#### Task goal
Write out each record exactly and skip every image.

Images for object localization:
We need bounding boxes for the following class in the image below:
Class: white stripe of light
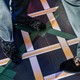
[21,31,44,80]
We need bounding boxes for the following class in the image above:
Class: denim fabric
[62,0,80,59]
[0,0,30,42]
[4,0,10,9]
[0,0,13,42]
[4,0,30,22]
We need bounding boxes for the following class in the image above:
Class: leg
[0,0,13,42]
[60,0,80,72]
[0,0,22,64]
[11,0,30,22]
[62,0,80,59]
[62,0,80,39]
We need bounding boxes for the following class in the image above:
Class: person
[0,0,46,64]
[60,0,80,72]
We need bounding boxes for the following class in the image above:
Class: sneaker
[13,16,46,31]
[60,57,80,72]
[0,38,22,64]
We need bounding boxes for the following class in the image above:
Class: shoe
[13,16,46,31]
[0,38,22,64]
[60,57,80,72]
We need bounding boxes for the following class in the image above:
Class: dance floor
[0,0,80,80]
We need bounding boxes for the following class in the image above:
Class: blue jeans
[61,0,80,59]
[0,0,13,42]
[0,0,30,42]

#### Reply
We need bounding boxes for the following class in the image below:
Class: white stripe of light
[21,31,44,80]
We need bounding boxes for the following class in the image above:
Class: denim fabric
[62,0,80,59]
[0,0,30,42]
[4,0,10,9]
[0,0,13,42]
[4,0,30,22]
We need bounding boxes for the following class in the image above:
Class: leg
[0,0,13,42]
[60,0,80,72]
[0,0,22,64]
[11,0,30,22]
[62,0,80,59]
[62,0,80,39]
We need bounding boxes for the following class in the image above:
Class: person
[0,0,46,64]
[60,0,80,72]
We need bounding boxes for the following class in the image above:
Class: sneaker
[13,16,46,31]
[60,57,80,72]
[0,38,22,64]
We need bounding boxes for the following class in the image above:
Class: shoe
[13,16,46,31]
[0,38,22,64]
[60,57,80,72]
We need bounding boxes for the following class in the image above:
Class: dance floor
[0,0,80,80]
We need bounding boxes for the following class in the image above:
Class: blue jeans
[61,0,80,59]
[0,0,13,42]
[0,0,30,42]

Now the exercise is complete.